ACTIVITY. Below are records that contain pictures; transcribe the text exactly and omit the pictures.

INPUT RECORDS.
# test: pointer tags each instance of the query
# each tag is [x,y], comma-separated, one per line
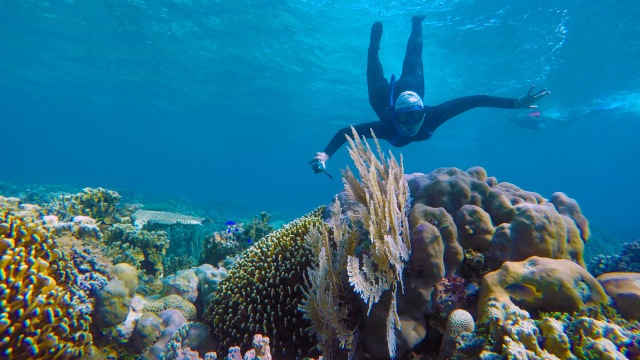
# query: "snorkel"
[411,102]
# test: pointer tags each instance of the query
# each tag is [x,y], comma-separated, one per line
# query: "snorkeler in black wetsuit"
[403,117]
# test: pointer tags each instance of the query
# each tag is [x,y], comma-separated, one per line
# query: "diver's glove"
[526,101]
[318,163]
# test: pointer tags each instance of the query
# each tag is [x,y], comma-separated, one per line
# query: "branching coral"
[384,197]
[37,288]
[99,204]
[262,292]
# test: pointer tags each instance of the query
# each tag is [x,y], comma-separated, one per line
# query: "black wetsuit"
[411,79]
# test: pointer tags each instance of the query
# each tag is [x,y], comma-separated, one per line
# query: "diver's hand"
[318,163]
[526,101]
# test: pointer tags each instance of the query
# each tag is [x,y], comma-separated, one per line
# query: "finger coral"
[37,288]
[263,292]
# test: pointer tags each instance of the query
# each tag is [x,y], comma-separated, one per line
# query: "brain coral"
[176,302]
[499,219]
[541,284]
[37,288]
[262,293]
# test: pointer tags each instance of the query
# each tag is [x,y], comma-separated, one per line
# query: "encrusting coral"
[262,293]
[37,291]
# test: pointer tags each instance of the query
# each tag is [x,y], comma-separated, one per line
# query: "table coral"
[262,293]
[37,291]
[142,217]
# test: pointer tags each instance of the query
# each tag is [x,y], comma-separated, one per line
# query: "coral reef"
[326,295]
[183,283]
[540,284]
[595,333]
[209,279]
[262,293]
[98,204]
[624,289]
[37,290]
[627,261]
[459,322]
[112,305]
[142,217]
[383,195]
[237,238]
[175,302]
[153,246]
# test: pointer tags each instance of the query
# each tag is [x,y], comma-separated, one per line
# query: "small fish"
[523,292]
[472,288]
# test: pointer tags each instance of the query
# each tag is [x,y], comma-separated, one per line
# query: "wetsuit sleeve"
[445,111]
[363,130]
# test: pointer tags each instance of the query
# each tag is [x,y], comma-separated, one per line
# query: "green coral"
[98,204]
[176,302]
[262,293]
[152,244]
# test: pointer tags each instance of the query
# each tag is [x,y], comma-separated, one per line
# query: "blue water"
[227,101]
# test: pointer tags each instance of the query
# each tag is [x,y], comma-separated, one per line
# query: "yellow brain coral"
[262,293]
[37,319]
[176,302]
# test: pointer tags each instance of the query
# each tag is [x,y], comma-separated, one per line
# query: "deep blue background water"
[227,101]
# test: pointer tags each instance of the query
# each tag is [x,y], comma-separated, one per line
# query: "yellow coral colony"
[37,319]
[383,195]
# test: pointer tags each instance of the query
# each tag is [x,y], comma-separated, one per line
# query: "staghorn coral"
[262,293]
[176,302]
[99,204]
[325,292]
[37,291]
[384,197]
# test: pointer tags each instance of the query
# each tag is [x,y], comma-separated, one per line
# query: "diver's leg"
[412,70]
[376,83]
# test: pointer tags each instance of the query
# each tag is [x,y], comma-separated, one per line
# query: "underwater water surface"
[227,101]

EXERCISE RESPONSE.
# test: pointer tags each instance of the query
# each tag is [x,y], comma-separated, one per line
# query: "snorkel"
[411,102]
# test: pointer tags each instance of the query
# each tag is [x,y], comma-separated, one per line
# query: "snorkeler in black wetsuit"
[403,117]
# test: pointer tags each instance of the query
# each tag is [x,y], comma-separated, one per line
# query: "diver's glove"
[526,101]
[318,163]
# test: pointer tags each instance of the query
# each tag is [x,y], comma-separated, one per line
# query: "branching coral"
[384,197]
[37,288]
[99,204]
[262,292]
# test: pointer tags each instance of the query
# each tag is [x,y], comma-separated, one per line
# query: "black wetsuit"
[411,79]
# test: pointer tags each instance of the query
# each tag is [x,y], comma-separated, one per line
# query: "diver's hand"
[318,163]
[526,101]
# test: pointer tags each instance of the query
# each tag is [x,y], comma-separated, one per line
# query: "finger coral"
[37,288]
[263,292]
# test: pointer tags each instance of the query
# each tag is [x,y], comma-separated, one per line
# query: "brain coral"
[176,302]
[499,219]
[541,284]
[37,288]
[262,293]
# test: pointer tags each instance of the query
# each tag is [x,y], comma-separated, one per line
# query: "encrusting coral"
[262,293]
[37,291]
# test: pointer tags each instance of the query
# each tag is [x,y], comma-separated, one per line
# query: "table coral"
[262,293]
[37,291]
[142,217]
# test: pointer tags each instance of the query
# each tag is [x,y], comma-separated, one per line
# query: "coral reef"
[326,295]
[183,283]
[540,284]
[595,333]
[209,279]
[262,293]
[98,204]
[624,289]
[37,290]
[627,261]
[459,322]
[112,305]
[142,217]
[383,195]
[237,238]
[175,302]
[153,246]
# test: pointer tags each instance of the query
# each tag is [x,y], comma-separated, one per line
# query: "small fish"
[523,292]
[472,288]
# test: pointer tags each instance of the query
# each tag is [x,y], comma-separated, one per line
# query: "wetsuit sleeve"
[445,111]
[363,130]
# test: pointer tags each instance of the query
# each tag is [x,y], comma-separated, one per line
# query: "green coral"
[98,204]
[176,302]
[262,293]
[152,244]
# test: pointer tags each instance of the query
# each tag is [x,y], comma-separated, one per line
# query: "blue water"
[227,101]
# test: pointer tags each instance of the query
# each tag is [x,y], comma-separated, one per line
# query: "yellow brain coral"
[262,293]
[37,319]
[176,302]
# test: pointer tags each instance of the query
# each tag is [x,y], comma-separated, one per line
# query: "deep blue background water"
[227,101]
# test: pointer tags each instance of the query
# each tag is [x,y], comma-separated, one per line
# query: "yellow coral colony"
[37,319]
[383,195]
# test: pointer tags each instance of the query
# each tag is [x,y], comma-separated, one per line
# query: "staghorn coral"
[262,293]
[176,302]
[99,204]
[325,292]
[37,291]
[384,197]
# test: pointer tags each instance of the query
# each tag is [x,y], comma-separated, one per line
# query: "diver's leg"
[412,70]
[376,83]
# test: pointer tags each instance of the query
# each tag is [x,y], comma-separated, one per line
# query: "underwater water surface"
[227,101]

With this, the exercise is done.